* What the task requires *
Please restate the records that follow exactly, skipping their images.

***

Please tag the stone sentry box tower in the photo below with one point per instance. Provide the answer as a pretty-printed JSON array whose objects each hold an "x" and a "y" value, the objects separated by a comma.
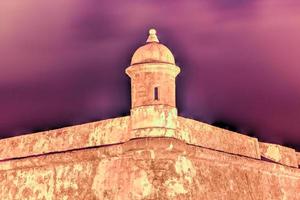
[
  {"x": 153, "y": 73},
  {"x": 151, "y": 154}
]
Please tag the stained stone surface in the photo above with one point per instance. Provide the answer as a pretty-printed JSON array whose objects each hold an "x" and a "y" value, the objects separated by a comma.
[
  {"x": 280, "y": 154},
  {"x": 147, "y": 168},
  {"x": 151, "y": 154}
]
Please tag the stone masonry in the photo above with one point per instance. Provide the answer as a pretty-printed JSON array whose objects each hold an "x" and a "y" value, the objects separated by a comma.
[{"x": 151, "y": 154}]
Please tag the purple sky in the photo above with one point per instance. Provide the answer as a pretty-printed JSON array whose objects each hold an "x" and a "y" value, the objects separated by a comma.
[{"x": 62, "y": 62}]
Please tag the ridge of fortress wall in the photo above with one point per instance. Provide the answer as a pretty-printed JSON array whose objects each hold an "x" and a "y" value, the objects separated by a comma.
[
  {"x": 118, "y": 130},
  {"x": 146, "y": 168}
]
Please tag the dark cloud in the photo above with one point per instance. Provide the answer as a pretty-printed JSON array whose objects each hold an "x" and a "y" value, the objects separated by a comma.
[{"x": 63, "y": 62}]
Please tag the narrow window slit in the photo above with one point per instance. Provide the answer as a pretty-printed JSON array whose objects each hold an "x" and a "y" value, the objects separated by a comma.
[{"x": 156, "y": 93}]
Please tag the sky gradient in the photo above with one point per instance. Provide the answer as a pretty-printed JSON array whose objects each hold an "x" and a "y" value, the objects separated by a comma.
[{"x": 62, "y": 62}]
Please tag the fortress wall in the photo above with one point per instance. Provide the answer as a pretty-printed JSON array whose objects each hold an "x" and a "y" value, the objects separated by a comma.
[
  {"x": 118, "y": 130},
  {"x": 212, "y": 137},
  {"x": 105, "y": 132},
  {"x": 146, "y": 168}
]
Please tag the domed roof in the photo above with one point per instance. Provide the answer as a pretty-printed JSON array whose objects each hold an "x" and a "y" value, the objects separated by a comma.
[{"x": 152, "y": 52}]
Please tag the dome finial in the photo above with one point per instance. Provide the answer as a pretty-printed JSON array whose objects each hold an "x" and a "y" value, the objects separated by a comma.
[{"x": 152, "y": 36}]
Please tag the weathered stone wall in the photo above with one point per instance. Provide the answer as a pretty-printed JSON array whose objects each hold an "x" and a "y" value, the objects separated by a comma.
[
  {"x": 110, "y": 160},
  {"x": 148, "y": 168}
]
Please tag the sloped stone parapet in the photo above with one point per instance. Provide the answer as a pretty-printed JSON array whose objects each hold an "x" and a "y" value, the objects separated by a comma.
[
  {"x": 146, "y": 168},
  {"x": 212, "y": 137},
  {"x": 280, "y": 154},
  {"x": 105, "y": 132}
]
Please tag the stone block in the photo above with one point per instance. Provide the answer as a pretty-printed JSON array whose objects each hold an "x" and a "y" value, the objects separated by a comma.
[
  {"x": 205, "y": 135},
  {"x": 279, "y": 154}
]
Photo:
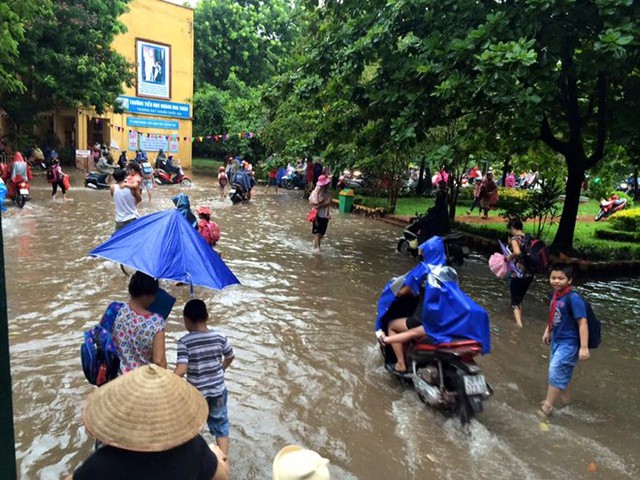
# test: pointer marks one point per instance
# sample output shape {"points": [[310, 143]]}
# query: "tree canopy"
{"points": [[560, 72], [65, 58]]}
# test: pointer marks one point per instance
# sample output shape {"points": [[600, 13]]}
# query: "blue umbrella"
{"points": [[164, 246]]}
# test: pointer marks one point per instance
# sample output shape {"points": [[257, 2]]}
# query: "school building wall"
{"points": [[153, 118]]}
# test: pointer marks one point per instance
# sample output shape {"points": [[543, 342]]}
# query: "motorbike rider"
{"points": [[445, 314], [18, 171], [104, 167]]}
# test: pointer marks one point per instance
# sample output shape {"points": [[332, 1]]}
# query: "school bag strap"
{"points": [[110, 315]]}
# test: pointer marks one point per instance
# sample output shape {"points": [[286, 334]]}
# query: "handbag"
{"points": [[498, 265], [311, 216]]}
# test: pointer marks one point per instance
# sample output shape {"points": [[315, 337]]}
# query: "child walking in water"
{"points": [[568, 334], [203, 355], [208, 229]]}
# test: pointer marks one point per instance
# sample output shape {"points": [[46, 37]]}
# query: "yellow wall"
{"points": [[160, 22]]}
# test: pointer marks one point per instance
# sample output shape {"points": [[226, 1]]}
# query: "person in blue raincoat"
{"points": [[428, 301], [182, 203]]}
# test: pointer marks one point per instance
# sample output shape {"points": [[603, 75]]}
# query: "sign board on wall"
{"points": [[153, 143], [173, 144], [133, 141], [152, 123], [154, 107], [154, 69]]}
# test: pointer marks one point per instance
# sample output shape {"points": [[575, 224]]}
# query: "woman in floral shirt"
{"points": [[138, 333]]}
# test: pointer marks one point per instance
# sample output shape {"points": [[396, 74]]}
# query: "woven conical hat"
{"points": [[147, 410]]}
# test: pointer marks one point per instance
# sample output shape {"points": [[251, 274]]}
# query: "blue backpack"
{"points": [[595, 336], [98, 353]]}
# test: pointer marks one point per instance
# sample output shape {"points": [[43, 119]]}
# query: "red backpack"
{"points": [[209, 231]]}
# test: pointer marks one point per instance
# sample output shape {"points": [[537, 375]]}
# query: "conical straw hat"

***

* Answer for this exercise *
Please tag the stone sentry box tower in the photo below with one point per instance. Provide the answer as a pretty-printed JSON array whose objects each hold an "x" and a "y" value, the objects separated by a comma.
[
  {"x": 153, "y": 73},
  {"x": 151, "y": 154}
]
Please tag the stained stone surface in the photo above with one point per instance. Provide the answer as a pretty-printed JSON array whose objects each hold an "x" and a "y" value, the objects separated by a comma.
[
  {"x": 280, "y": 154},
  {"x": 147, "y": 168},
  {"x": 151, "y": 154}
]
Please tag the stone masonry in the photo above with one point per instance. Provide the answer as a pretty-printed JSON array whose objects each hold an "x" and a "y" value, the objects separated by a comma.
[{"x": 151, "y": 154}]
Please tag the purple sky in the photo above with one point per instance. Provide the answer as a pretty-printed JSON array whose objects each hold an "x" and a "y" value, the objects separated by a comma.
[{"x": 62, "y": 62}]
Please tag the ridge of fortress wall in the photo above with one point per instance. Provide the answer as a pretty-printed JSON array whose objects each hold an "x" and a "y" value, the objects separated by a comma.
[
  {"x": 118, "y": 130},
  {"x": 146, "y": 168}
]
Please tag the dark cloud in the photo above with one point per instance. Provide the answer as a pretty-printed JSON array whose objects each hold an "x" and a "y" value, the objects separated by a comma.
[{"x": 63, "y": 62}]
Please tag the narrow window slit in the photo above with one point per instance. Provide the answer as a pretty-printed JSON array whose objects each hold an "x" and a "y" value, the objects separated by a comma.
[{"x": 156, "y": 93}]
Please tag the sky gradient in the photo above with one point per instance. Provide the answer as a pretty-printed JSON array whose objects each hold an "x" and a "y" value, the objects separated by a comma.
[{"x": 62, "y": 62}]
Please tag the fortress wall in the photo above with one point per instance. Provide the answer as a pretty-printed JSON array whose objects each hold an "x" and a "y" value, the objects separated by a comma.
[
  {"x": 118, "y": 130},
  {"x": 212, "y": 137},
  {"x": 105, "y": 132},
  {"x": 146, "y": 168}
]
Please tag the domed roof in the photo above with one point per instance. Provide the answer as a pretty-printed JSON array whose objects each hold an "x" and a "y" value, the objects separated by a comma.
[{"x": 152, "y": 52}]
Please tag the dome finial in the photo above with one point per instance. Provide the answer as a pretty-printed JSON array whose objects each hold an "x" and a "y" value, the objects separated by a comma.
[{"x": 152, "y": 36}]
Please tag the weathered stone wall in the photo above with one point per instance. Provide the answer as a pretty-printed JSON array whose objects each hold an "x" and a "y" value, the objects separated by a comma.
[
  {"x": 110, "y": 160},
  {"x": 148, "y": 168}
]
Please tag the sloped stone parapet in the photo above with one point per instance. Provide the answer as a pretty-printed JSON array whose objects each hold an "x" and a "y" value, the objects separated by a comma.
[
  {"x": 146, "y": 168},
  {"x": 212, "y": 137},
  {"x": 280, "y": 154},
  {"x": 105, "y": 132}
]
Please tag the stone block in the photo above with one point per instance. Provide the answer as a pretty-printed JSON array whose objects each hold an "x" and a "y" value, the objects separated by a comma.
[
  {"x": 205, "y": 135},
  {"x": 279, "y": 154}
]
Photo:
# test: pointer marks one point per instance
# sample output shape {"points": [[310, 143]]}
# query: "tree canopy"
{"points": [[560, 72], [65, 58]]}
# test: pointer marks one point per instance
# sample output shape {"points": [[600, 13]]}
# query: "blue umbrella"
{"points": [[164, 246]]}
# test: pointer marks one point per instance
# sample output shape {"points": [[257, 2]]}
# query: "school building wall"
{"points": [[153, 118]]}
# test: pointer marks one point per instance
# sample output shape {"points": [[543, 342]]}
# query: "motorbike rider"
{"points": [[445, 314], [18, 171], [104, 167]]}
# test: pointer marks one point per instance
# sample output shape {"points": [[332, 1]]}
# query: "school bag strap"
{"points": [[110, 315]]}
# test: pointer marks one point per instance
# sample output shape {"points": [[286, 334]]}
# query: "handbag"
{"points": [[498, 265], [311, 216]]}
# test: pointer marks one point per instance
# sample output shape {"points": [[315, 337]]}
# query: "child walking in water"
{"points": [[568, 334], [203, 355], [208, 229]]}
# test: pointer marks one point per instance
# sample output shape {"points": [[46, 37]]}
# query: "yellow wall"
{"points": [[160, 22]]}
# test: pointer marks one point per instance
# sample output shape {"points": [[226, 1]]}
# query: "person in blue raincoat"
{"points": [[428, 301], [182, 203]]}
# test: pointer marks one point per instance
# sample output shape {"points": [[603, 75]]}
# query: "sign board on wall"
{"points": [[153, 143], [173, 144], [133, 141], [152, 123], [154, 107], [154, 69]]}
# test: pointer marks one point per instance
# sample output shape {"points": [[575, 224]]}
# query: "woman in floral shirt"
{"points": [[138, 333]]}
# test: pointer marks one point per instance
# sample output shape {"points": [[396, 74]]}
# query: "woven conical hat"
{"points": [[147, 410]]}
# test: pointer marks one point per instance
# sample output shape {"points": [[251, 274]]}
# query: "blue backpack"
{"points": [[595, 336], [98, 353]]}
# test: pointer marks one point per instance
# sample output shape {"points": [[43, 119]]}
# query: "red backpack"
{"points": [[209, 231]]}
# test: pointer marks one point per instance
# sample output shape {"points": [[537, 375]]}
# query: "conical straw hat"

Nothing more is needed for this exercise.